Can you repeat the data from its start through the line containing "227L310 203L290 193L255", both ends included, swapping every "rough mask" for "coarse mask" and leaving everything else unchanged?

(DATA UNDER STUDY Opens)

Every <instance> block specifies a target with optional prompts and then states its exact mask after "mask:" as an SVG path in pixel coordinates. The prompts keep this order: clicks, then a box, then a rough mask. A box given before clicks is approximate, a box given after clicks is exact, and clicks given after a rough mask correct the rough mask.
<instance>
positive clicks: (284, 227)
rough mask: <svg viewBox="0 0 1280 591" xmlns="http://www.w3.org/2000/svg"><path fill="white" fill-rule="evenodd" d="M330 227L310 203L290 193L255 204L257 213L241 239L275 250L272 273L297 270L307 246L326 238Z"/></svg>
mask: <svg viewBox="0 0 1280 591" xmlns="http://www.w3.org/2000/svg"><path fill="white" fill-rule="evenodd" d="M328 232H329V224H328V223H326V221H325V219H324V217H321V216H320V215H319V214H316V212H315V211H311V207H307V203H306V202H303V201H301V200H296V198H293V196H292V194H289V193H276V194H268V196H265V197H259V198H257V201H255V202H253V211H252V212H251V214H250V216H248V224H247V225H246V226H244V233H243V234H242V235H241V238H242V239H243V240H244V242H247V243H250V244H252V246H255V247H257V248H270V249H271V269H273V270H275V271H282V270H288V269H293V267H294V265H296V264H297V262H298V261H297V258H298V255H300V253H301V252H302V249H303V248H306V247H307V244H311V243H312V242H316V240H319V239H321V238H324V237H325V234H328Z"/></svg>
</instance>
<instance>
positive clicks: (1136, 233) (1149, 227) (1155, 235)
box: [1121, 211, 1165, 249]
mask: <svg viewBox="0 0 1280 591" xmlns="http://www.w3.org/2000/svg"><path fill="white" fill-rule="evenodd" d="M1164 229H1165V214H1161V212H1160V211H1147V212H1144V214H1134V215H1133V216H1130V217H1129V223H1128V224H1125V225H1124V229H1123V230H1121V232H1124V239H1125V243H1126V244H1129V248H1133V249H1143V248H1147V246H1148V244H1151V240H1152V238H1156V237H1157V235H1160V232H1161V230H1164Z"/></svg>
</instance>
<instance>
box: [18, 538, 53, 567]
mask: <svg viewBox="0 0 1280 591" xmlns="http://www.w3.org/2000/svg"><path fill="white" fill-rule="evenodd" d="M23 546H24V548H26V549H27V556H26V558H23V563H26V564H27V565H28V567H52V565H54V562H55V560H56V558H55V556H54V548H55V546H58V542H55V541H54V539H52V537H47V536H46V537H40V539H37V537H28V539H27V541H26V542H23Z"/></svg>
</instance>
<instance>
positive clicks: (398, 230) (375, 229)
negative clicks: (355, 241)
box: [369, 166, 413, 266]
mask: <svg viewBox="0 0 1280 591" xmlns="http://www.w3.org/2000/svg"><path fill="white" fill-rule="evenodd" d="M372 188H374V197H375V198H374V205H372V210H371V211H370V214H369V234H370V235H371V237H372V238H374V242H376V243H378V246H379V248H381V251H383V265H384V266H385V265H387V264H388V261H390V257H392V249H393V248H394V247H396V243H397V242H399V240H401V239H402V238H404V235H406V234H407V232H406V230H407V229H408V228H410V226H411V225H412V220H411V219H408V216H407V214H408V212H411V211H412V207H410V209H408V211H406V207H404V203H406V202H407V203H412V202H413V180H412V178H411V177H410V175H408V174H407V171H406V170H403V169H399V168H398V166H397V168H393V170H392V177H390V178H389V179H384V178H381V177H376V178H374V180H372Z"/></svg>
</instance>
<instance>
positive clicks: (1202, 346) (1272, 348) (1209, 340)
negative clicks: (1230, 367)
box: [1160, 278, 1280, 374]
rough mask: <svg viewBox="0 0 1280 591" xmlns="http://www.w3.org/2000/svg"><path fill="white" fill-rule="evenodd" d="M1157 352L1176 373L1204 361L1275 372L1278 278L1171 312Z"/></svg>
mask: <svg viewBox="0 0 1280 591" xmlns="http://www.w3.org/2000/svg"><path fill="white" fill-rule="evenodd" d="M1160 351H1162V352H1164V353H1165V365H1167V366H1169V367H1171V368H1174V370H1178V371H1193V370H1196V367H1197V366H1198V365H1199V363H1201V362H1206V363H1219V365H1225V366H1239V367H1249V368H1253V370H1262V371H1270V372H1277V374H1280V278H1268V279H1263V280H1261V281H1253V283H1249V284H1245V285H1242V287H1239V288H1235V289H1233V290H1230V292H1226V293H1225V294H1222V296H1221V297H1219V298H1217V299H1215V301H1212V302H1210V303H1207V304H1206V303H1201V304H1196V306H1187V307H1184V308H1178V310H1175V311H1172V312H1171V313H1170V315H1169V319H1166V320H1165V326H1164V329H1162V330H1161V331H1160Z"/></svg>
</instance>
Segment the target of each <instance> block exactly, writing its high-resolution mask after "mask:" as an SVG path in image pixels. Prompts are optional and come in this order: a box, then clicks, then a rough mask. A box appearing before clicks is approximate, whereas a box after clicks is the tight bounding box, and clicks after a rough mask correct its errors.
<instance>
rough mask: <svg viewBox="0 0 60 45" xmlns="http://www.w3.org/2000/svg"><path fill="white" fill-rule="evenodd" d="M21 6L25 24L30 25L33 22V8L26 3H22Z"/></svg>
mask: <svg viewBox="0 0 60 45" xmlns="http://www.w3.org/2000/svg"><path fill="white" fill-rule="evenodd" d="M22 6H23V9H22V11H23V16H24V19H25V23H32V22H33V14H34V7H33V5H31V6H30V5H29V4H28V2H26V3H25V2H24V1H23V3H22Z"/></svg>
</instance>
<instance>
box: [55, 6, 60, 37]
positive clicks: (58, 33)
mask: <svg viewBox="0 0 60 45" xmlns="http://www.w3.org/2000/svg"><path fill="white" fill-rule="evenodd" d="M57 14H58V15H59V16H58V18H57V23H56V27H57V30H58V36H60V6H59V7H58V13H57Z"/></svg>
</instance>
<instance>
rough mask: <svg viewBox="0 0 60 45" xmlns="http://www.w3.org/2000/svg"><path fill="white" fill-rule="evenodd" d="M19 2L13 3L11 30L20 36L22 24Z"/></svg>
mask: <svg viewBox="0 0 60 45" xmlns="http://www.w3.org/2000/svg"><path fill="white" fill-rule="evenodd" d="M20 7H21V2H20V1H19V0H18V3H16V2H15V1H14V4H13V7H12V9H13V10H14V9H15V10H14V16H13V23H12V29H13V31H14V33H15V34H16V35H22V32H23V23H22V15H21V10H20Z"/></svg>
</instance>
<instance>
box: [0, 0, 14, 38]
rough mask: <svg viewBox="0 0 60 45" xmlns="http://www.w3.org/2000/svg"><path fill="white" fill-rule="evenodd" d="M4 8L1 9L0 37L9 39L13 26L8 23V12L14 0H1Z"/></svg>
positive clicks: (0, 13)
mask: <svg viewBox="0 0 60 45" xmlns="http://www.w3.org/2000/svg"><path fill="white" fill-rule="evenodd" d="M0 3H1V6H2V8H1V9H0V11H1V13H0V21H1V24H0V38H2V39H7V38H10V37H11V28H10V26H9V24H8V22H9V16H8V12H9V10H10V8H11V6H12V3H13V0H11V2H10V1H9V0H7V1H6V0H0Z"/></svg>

(DATA UNDER STUDY Closes)

EXERCISE SOLUTION
Every <instance> block specifies a target with optional prompts and then states its exact mask after "mask:" as an SVG path in pixel coordinates. The prompts keep this order: clicks, then a box, then a coarse mask. A box given before clicks is approximate, a box given after clicks is exact, and clicks given after a coarse mask correct the coarse mask.
<instance>
positive clicks: (284, 227)
coarse mask: <svg viewBox="0 0 1280 591" xmlns="http://www.w3.org/2000/svg"><path fill="white" fill-rule="evenodd" d="M330 227L310 203L290 193L255 204L257 213L241 239L275 250L272 273L297 270L307 246L326 238Z"/></svg>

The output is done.